▶ _Exercise requirements_: In the records below, locate the line containing "Expected: for every instance of the human", then output that line and all later lines exactly, through the last one.

▶ _Stored records_:
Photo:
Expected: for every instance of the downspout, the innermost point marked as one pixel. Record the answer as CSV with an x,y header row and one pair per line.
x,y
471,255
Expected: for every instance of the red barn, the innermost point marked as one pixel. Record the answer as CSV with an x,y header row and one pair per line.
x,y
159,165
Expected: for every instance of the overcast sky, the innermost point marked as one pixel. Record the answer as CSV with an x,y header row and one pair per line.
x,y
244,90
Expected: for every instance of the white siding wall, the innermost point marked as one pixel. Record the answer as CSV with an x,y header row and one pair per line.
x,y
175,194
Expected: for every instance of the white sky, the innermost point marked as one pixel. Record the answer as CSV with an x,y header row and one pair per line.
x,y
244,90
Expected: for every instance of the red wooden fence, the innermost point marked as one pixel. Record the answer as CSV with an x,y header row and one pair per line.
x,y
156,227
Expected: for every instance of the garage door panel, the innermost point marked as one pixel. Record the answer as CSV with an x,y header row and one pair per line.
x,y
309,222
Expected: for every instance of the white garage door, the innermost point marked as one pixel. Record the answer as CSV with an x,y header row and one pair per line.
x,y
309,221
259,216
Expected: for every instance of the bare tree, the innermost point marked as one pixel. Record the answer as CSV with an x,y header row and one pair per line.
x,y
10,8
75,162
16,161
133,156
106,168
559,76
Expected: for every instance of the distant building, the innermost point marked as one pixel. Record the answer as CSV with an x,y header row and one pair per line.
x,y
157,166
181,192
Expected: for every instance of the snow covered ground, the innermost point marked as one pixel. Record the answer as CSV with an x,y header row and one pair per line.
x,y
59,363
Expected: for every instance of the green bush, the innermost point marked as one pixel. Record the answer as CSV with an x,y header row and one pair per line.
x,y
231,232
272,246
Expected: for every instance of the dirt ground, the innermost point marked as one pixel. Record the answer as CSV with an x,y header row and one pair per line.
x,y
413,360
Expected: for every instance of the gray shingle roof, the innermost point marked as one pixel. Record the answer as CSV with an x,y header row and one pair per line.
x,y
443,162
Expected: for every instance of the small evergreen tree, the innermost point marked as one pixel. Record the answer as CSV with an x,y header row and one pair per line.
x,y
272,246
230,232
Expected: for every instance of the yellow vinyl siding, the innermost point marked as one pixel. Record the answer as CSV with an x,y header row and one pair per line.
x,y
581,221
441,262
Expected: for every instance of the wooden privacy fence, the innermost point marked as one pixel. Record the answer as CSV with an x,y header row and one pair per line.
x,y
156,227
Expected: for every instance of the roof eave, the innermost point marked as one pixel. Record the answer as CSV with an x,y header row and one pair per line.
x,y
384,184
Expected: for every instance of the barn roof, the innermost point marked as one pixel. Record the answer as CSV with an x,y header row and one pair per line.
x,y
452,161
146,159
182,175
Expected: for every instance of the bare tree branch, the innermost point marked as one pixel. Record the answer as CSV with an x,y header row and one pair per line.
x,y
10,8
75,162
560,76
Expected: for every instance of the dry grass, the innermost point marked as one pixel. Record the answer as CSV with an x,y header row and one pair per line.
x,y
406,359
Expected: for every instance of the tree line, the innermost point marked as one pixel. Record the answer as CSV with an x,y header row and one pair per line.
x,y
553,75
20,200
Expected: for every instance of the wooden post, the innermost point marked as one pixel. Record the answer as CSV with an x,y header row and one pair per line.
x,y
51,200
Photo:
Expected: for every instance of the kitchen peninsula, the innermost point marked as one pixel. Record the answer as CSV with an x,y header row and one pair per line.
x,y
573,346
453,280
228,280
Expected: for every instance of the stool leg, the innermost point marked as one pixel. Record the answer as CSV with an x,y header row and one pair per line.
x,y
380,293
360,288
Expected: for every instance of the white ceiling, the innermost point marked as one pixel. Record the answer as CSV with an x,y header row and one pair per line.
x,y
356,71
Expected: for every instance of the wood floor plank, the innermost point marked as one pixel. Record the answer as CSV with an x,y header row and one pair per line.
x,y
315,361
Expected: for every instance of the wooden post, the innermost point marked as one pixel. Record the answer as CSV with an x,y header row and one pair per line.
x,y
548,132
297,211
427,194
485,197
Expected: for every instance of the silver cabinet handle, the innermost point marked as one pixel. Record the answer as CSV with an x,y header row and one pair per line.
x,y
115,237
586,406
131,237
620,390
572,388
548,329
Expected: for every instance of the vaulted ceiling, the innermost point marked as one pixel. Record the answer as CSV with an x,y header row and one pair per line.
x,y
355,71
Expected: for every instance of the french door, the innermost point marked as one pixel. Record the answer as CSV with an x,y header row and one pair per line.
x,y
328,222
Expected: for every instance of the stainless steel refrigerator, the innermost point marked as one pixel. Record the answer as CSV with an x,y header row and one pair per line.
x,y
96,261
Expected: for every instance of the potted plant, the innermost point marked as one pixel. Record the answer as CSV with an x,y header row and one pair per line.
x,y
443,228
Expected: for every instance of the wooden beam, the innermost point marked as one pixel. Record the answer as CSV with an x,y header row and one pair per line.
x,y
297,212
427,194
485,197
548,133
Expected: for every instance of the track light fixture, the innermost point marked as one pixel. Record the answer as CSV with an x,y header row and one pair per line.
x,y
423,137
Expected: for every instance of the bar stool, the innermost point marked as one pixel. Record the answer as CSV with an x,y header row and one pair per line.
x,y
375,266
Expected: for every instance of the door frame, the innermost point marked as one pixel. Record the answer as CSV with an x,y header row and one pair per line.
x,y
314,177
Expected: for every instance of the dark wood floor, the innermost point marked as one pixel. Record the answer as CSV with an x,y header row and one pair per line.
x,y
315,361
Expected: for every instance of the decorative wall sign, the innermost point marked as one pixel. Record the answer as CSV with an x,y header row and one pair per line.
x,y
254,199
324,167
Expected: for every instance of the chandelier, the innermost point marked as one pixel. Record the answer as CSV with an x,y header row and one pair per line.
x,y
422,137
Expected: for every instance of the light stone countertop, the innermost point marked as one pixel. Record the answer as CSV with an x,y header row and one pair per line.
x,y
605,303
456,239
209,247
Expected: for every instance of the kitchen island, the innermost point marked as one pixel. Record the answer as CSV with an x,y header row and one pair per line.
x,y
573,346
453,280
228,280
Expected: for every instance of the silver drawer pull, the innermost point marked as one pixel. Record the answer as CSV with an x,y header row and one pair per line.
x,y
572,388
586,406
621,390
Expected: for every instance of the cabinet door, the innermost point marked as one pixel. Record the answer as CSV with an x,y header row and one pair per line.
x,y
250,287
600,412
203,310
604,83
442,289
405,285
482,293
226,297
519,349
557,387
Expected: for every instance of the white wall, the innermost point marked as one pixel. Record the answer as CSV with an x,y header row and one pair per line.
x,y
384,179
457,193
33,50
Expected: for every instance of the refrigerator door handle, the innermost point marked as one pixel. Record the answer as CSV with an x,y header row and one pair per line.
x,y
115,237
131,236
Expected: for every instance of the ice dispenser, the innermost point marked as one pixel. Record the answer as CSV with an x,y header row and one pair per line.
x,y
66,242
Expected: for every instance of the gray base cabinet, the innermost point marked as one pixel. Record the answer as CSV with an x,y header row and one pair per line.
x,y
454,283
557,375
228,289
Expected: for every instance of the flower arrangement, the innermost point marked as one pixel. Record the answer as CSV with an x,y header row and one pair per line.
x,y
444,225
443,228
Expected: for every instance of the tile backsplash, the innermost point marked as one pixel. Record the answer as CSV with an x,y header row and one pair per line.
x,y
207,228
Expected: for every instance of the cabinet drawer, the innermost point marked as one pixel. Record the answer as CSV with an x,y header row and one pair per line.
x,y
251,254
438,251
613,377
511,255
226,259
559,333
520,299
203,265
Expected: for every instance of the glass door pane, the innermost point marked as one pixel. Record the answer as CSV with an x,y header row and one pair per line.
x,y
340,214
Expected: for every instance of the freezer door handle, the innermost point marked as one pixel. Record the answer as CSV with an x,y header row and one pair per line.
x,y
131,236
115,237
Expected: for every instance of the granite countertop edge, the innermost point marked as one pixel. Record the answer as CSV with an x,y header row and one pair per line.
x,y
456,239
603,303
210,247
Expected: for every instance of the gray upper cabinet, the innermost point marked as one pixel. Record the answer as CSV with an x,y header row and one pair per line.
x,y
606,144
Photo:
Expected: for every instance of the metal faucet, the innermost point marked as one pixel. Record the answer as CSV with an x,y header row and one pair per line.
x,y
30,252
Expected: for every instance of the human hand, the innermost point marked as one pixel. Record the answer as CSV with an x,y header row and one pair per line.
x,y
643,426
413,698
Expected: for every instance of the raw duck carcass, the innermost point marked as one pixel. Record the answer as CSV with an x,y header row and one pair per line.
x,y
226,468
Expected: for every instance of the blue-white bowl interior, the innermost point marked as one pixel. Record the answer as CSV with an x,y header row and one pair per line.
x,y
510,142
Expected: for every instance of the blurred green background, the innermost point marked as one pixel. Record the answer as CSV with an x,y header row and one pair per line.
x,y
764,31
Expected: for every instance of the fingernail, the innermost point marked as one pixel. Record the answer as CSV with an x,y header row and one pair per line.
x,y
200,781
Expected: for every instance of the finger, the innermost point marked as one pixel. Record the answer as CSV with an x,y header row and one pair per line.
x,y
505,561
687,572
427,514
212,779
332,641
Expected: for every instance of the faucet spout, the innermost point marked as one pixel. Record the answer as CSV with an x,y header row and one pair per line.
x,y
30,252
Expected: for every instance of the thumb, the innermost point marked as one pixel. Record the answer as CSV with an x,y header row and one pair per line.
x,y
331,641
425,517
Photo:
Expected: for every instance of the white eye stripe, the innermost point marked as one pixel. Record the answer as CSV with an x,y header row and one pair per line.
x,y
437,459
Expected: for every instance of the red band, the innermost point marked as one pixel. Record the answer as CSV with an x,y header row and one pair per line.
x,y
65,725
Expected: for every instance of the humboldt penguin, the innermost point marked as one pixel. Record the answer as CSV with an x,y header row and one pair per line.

▶ _Completed exercise_:
Expected: for every instance of the human hand, the innermost point marked as one pixel. Record the answer as CSV with an x,y header row and one pair per line.
x,y
643,426
413,698
Expected: for every instance of the raw duck carcass, the innermost point marked as one pixel. Record the answer as CSV with an x,y header row and one pair per line.
x,y
226,468
Expected: for every instance of the blue-white bowl interior, the innermost point marked as one pixel. Record the answer as CSV with an x,y header row and one pair per line.
x,y
510,142
Expected: for every instance of the blurred green background, the innermost point marked as one pixel. Record the answer as CSV with an x,y header row and one pair per line.
x,y
764,31
Expected: for every instance of the fingernail, the innermost point marked as one pixel. Record the answer as CSV with an x,y header row and one pair per line.
x,y
200,781
Expected: for every instance of the finger, the innermost point marked as one pixel. Record the answer as CSV with an x,y header row and one pair per line.
x,y
505,561
687,572
427,514
212,779
332,641
Expected: for every instance of the faucet spout, the innermost point marked as one pixel. Record the answer as CSV with an x,y header row and one pair per line.
x,y
30,252
Expected: for every instance of the thumb, the innermost point marked as one pixel. Record the answer as CSV with an x,y header row and one pair per line.
x,y
331,641
425,517
Photo:
Expected: for every instance of the white eye stripe, the innermost point marked as one pixel. Record the answer as CSV with an x,y header row and one pair per line.
x,y
437,459
Expected: for every instance of the red band, the innermost point marked as one pixel. Record the answer as CSV with an x,y header row and one pair per line.
x,y
65,725
Expected: for every instance of the humboldt penguin, the innermost point marked as one pixel. Record the answer as CSV with an x,y header row and one pair per line.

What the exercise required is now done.